---------- ENTRIES SHOWN ----------

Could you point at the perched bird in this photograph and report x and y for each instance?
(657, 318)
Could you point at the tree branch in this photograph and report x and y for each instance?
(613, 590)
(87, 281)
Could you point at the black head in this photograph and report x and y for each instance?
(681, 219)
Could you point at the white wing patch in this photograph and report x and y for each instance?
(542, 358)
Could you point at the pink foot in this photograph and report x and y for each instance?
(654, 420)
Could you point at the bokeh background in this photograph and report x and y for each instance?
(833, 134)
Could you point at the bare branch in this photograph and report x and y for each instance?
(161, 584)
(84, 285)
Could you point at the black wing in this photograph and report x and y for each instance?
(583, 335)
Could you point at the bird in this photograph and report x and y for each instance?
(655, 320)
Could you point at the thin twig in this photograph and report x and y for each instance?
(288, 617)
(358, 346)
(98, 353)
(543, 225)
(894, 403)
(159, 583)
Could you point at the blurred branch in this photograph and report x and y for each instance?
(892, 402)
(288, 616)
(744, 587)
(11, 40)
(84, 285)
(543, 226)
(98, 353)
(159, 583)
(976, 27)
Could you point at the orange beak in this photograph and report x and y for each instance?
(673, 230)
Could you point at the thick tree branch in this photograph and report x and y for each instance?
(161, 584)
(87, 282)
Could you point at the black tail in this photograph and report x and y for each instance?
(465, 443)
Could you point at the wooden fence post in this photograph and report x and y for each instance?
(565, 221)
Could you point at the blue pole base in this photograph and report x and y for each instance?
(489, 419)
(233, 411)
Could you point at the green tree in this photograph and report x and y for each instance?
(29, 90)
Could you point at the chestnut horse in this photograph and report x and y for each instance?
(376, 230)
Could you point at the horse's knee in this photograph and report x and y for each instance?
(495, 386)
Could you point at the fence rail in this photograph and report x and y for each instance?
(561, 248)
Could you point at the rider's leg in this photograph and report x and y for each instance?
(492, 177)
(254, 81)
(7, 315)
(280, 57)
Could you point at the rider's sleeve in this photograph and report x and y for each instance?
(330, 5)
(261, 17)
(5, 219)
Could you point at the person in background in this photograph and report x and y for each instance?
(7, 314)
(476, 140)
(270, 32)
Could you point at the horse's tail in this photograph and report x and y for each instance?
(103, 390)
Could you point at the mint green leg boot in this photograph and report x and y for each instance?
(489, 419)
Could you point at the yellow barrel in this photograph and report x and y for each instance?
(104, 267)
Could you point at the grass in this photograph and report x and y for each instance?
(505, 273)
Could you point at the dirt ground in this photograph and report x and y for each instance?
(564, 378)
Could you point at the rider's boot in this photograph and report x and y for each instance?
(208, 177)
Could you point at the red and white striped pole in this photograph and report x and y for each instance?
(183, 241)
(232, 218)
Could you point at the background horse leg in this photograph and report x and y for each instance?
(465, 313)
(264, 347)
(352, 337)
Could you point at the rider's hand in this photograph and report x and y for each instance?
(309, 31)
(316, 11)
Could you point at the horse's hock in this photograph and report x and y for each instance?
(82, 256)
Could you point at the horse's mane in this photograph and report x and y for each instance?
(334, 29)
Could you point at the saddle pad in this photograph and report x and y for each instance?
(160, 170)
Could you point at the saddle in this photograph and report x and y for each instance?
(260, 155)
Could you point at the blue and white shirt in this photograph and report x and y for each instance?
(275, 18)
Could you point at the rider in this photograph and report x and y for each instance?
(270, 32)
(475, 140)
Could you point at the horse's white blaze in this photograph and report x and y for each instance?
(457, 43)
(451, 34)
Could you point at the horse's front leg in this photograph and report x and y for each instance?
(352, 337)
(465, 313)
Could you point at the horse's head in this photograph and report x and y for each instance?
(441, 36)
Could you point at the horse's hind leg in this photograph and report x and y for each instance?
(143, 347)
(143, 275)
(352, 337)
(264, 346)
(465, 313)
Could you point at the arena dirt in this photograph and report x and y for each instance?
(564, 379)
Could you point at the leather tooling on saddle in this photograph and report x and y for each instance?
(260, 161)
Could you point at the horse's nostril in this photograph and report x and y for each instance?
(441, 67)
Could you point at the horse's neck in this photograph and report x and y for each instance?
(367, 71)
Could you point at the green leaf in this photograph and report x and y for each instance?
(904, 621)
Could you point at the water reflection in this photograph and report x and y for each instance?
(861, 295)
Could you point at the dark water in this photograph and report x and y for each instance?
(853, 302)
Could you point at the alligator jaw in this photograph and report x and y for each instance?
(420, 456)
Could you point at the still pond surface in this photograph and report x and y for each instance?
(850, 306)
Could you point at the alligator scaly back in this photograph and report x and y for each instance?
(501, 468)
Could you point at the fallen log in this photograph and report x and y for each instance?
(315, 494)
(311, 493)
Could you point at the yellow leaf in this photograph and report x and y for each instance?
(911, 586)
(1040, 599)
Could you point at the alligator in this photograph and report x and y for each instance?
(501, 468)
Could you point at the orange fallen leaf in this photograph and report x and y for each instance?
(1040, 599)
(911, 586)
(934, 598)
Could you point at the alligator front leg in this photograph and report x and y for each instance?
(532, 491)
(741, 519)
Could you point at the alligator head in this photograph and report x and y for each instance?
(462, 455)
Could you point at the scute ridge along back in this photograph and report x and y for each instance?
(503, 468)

----------

→ **STATED EXERCISE**
Return every line exactly.

→ **COMPLETE RESPONSE**
Could you point at the perched bird in this photograph and report x and y for each instance?
(657, 318)
Could you point at the tree branch in this photograph and report x and y for each instance?
(613, 590)
(87, 281)
Could you point at the black head in this photograph and report x and y for each instance?
(681, 219)
Could you point at the white wing patch in this photograph and report x and y for each instance?
(542, 358)
Could you point at the pink foot in this photograph and report x and y for each instance?
(654, 420)
Could you point at the bokeh background in this photograph and report x and y for each instance?
(833, 134)
Could you point at the bare branch in this photograph and report x and y for each instance?
(161, 584)
(84, 285)
Could you point at the black wing in this photograph and report x and y for each instance?
(583, 335)
Could you point at the bird in this photograph and report x and y for each instance?
(655, 320)
Could you point at the thin twig in this photograph and report x and y for each instance?
(288, 617)
(358, 346)
(98, 353)
(543, 225)
(894, 403)
(159, 583)
Could you point at the blurred branch in this photograph and report x and y for each instance?
(892, 402)
(288, 616)
(744, 587)
(11, 40)
(84, 285)
(543, 226)
(98, 353)
(159, 583)
(976, 27)
Could you point at the orange beak in this photograph and report x and y for each instance?
(673, 230)
Could you point at the thick tree branch in this photograph and report x and y for each instance?
(161, 584)
(87, 282)
Could you point at the black tail in this photograph and report x and y for each instance?
(465, 443)
Could you point at the wooden fence post in this photograph and report x and y for each instance?
(565, 221)
Could you point at the blue pole base in this photograph and report x and y for each instance?
(489, 419)
(233, 411)
Could you point at the green tree in this photograph and report x and y for each instance?
(29, 90)
Could you point at the chestnut horse in this photograph and report x and y for each instance?
(376, 230)
Could you point at the horse's knee in this photograph and report x and y for each instance?
(495, 386)
Could you point at the fence rail in this photograph and report x and y for each instance?
(561, 248)
Could you point at the rider's leg in this photograph and report x and y for each instance?
(492, 177)
(254, 81)
(7, 315)
(280, 57)
Could you point at the rider's sleeve in this photograph and report x and y for each instance?
(330, 5)
(261, 17)
(5, 219)
Could you point at the person in background in this photograph and report x and y for each instance?
(7, 314)
(476, 140)
(270, 32)
Could you point at the horse's tail in this photograph and report x and y for each instance?
(103, 390)
Could you point at the mint green leg boot in this photograph and report x and y for each instance?
(489, 419)
Could you point at the yellow barrel in this photograph and report x and y for each instance?
(104, 267)
Could you point at the grass in this photograph and report x and y for each instance?
(505, 273)
Could you point at the dirt ground in this photograph and report x and y for each instance?
(564, 378)
Could you point at the rider's boot in this photograph and report x and y for each instance?
(208, 177)
Could you point at the red and white striped pole in this photograph and report x and y for each instance?
(183, 241)
(232, 218)
Could you point at the background horse leg in this photograph and report x and y for each instance?
(465, 313)
(264, 347)
(352, 337)
Could you point at the rider's hand in this photograph and report x and y for each instance?
(309, 31)
(316, 11)
Could you point at the horse's hock in this photograph and report x and y for each instance?
(82, 256)
Could you point at the horse's mane in this photograph and report x and y for each instance?
(334, 29)
Could you point at the saddle pad in this photograph and report x and y for each instance?
(160, 170)
Could you point at the saddle in this photograph and report x and y for each instance?
(260, 155)
Could you point at the blue and white shirt in this photograph and report x and y for each instance?
(275, 18)
Could you point at the rider in this photograph and report x and y for each instance?
(270, 32)
(475, 140)
Could you point at the horse's white blaze in this photograph and report x and y for each instance?
(457, 43)
(451, 34)
Could you point at the horse's front leg in this photograph and report x and y for each instance?
(352, 337)
(465, 313)
Could you point at the horse's head in this photograph and report x and y for each instance?
(441, 36)
Could you point at the horse's hind leg in this photograph and report x and y for each instance?
(143, 347)
(143, 275)
(352, 337)
(264, 346)
(465, 313)
Could you point at the arena dirt in this photograph and report x and y for each instance?
(564, 379)
Could you point at the leather tooling on saddle in this photograph and report x and y for each instance?
(260, 161)
Could you point at the horse's nostril in this photograph and report x and y for each instance?
(441, 67)
Could you point at the horse's neck in this photograph and report x and y for each instance?
(367, 71)
Could you point at the green leaf in this photograph and report x and y for each instance?
(904, 621)
Could you point at the water reflection in this photograph and report x and y for each instance?
(861, 295)
Could you point at the dark water in this photograph and report x and y for each instance?
(853, 302)
Could you point at the alligator jaw in this photograph and report x and y for each instance?
(420, 456)
Could you point at the still pond surface in this photograph and report x and y for each instance?
(850, 306)
Could you point at the alligator scaly back in this photograph and report x and y for each instance?
(501, 468)
Could you point at the fallen log in this photograph and report x and y for each instance?
(315, 494)
(311, 493)
Could you point at the yellow leaf in this photograph and report x and y for each instance?
(911, 586)
(1040, 599)
Could you point at the alligator in this photograph and report x and y for each instance?
(501, 468)
Could you point at the orange fallen leaf in this photograph and report x and y for each instance?
(1040, 599)
(911, 586)
(934, 598)
Could you point at the alligator front leg in this photograph and report x and y for each instance?
(532, 491)
(741, 519)
Could you point at the alligator head in this photograph and report x and y for each instance?
(462, 455)
Could you point at the scute ridge along back in this photograph and report x and y for each instance?
(503, 468)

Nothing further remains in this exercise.